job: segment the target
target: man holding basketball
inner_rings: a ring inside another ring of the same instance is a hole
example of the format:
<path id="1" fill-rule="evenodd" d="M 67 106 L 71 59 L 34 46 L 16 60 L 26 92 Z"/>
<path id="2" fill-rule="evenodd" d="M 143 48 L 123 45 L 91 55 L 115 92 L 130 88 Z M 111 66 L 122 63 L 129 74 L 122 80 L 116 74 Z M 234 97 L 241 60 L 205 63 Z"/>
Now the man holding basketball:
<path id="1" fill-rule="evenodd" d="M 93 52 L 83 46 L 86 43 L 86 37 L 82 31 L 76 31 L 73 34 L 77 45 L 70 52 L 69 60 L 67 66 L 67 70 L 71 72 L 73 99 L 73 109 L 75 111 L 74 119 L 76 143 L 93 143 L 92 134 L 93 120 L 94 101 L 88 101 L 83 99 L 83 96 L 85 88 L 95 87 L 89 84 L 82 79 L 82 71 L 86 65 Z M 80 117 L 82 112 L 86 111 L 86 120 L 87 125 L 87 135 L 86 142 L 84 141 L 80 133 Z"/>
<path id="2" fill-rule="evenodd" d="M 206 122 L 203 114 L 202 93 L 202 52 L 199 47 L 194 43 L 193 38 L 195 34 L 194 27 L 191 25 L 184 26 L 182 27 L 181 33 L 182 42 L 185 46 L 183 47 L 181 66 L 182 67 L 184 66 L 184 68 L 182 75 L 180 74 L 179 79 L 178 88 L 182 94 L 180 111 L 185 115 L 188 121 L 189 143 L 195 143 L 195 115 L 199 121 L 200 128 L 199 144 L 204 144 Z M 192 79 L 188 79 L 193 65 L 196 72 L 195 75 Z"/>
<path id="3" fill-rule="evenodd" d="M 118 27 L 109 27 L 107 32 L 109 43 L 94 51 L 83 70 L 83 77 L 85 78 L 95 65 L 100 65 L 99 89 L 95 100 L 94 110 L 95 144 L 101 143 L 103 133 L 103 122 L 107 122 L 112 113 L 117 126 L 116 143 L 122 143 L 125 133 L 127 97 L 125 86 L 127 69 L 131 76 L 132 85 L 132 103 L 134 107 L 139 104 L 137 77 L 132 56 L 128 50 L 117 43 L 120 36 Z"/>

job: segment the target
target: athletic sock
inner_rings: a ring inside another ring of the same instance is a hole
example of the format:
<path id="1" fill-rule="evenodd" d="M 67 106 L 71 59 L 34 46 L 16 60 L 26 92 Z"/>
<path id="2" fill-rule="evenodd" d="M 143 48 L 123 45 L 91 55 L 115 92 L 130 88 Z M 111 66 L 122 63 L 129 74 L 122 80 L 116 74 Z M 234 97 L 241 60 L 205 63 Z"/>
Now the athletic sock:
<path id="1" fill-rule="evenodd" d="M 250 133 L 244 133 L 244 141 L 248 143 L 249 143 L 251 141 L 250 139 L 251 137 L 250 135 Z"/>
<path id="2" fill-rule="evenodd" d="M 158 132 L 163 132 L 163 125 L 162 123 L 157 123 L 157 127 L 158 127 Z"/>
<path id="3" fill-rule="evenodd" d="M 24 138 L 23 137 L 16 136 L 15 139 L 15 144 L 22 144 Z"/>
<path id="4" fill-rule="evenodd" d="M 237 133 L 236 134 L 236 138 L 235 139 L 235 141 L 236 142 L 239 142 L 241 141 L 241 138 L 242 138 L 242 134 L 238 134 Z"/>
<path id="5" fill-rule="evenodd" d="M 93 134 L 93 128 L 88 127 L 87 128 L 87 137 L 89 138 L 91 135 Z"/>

---

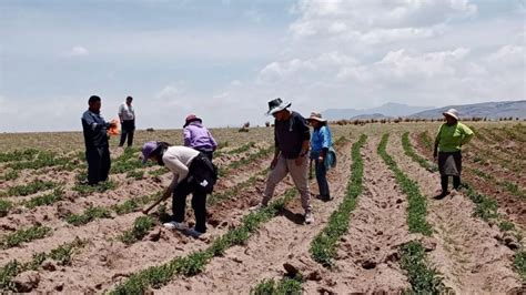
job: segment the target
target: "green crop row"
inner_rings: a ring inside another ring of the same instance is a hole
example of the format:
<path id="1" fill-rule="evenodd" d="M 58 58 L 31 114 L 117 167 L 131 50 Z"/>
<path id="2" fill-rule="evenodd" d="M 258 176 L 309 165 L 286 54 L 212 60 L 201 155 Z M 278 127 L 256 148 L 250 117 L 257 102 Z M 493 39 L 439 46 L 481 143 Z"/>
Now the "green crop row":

...

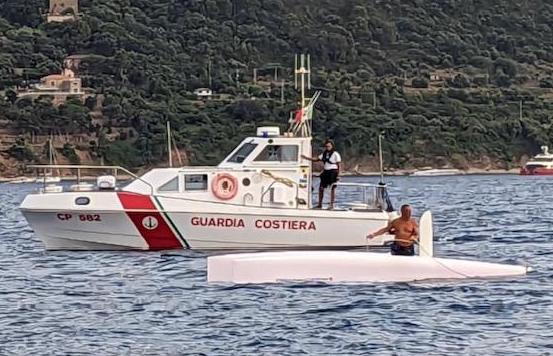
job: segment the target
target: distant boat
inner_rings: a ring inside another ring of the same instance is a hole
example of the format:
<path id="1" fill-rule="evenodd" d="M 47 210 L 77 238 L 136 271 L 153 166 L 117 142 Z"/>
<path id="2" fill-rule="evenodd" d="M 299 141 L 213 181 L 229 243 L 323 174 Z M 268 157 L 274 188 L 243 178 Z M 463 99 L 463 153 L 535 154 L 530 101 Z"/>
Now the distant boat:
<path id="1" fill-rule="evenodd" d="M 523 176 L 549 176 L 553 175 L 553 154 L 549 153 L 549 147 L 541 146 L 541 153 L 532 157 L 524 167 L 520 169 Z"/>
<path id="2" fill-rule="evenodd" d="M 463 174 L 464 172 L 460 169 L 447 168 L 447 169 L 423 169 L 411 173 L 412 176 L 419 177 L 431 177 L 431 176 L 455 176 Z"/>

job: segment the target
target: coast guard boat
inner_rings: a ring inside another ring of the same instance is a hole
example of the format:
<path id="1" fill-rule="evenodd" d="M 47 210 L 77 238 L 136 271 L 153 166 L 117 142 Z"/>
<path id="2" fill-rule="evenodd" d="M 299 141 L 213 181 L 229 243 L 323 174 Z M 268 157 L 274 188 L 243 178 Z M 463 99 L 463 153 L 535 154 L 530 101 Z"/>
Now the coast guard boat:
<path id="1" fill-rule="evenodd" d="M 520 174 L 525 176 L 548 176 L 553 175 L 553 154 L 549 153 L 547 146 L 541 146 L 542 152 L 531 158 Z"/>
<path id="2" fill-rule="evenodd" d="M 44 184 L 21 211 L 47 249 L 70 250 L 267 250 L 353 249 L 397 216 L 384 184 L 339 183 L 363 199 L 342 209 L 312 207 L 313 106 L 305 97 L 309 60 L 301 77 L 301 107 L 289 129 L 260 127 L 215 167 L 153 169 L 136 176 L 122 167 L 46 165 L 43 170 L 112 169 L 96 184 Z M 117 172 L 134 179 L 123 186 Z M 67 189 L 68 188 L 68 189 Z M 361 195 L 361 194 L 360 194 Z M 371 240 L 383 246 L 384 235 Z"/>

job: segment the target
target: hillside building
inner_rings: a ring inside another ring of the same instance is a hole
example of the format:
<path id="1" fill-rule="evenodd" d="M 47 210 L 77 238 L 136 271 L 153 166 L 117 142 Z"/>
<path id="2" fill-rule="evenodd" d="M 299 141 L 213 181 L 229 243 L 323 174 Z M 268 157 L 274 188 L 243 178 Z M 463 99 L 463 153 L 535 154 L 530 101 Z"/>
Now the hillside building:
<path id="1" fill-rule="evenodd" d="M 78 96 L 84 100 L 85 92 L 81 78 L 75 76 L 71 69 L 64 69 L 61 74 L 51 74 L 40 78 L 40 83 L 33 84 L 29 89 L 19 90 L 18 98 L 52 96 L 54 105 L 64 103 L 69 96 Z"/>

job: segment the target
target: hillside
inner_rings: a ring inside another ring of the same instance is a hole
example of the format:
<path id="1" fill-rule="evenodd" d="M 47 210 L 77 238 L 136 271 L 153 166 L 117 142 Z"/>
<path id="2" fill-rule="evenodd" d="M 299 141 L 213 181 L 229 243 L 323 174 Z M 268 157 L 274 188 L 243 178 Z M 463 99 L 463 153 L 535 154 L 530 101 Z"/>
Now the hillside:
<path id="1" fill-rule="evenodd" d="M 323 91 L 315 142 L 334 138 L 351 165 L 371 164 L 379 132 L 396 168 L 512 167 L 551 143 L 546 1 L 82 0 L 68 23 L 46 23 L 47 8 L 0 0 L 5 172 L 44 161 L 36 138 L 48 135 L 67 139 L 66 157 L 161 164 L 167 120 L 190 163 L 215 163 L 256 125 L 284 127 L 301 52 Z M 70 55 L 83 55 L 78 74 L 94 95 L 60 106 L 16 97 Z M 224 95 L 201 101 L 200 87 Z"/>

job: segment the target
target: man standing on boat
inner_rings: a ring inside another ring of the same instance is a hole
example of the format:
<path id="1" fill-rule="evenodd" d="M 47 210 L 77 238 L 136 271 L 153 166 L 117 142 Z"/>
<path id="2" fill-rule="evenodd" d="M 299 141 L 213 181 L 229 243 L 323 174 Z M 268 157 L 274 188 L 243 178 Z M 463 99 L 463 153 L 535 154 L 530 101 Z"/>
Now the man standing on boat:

Job: Copy each line of the entries above that contains the word "boat", matching its case exactly.

Exercise answer:
target: distant boat
Now the distant boat:
target: coast guard boat
Now the coast guard boat:
target: man standing on boat
Now the man standing on boat:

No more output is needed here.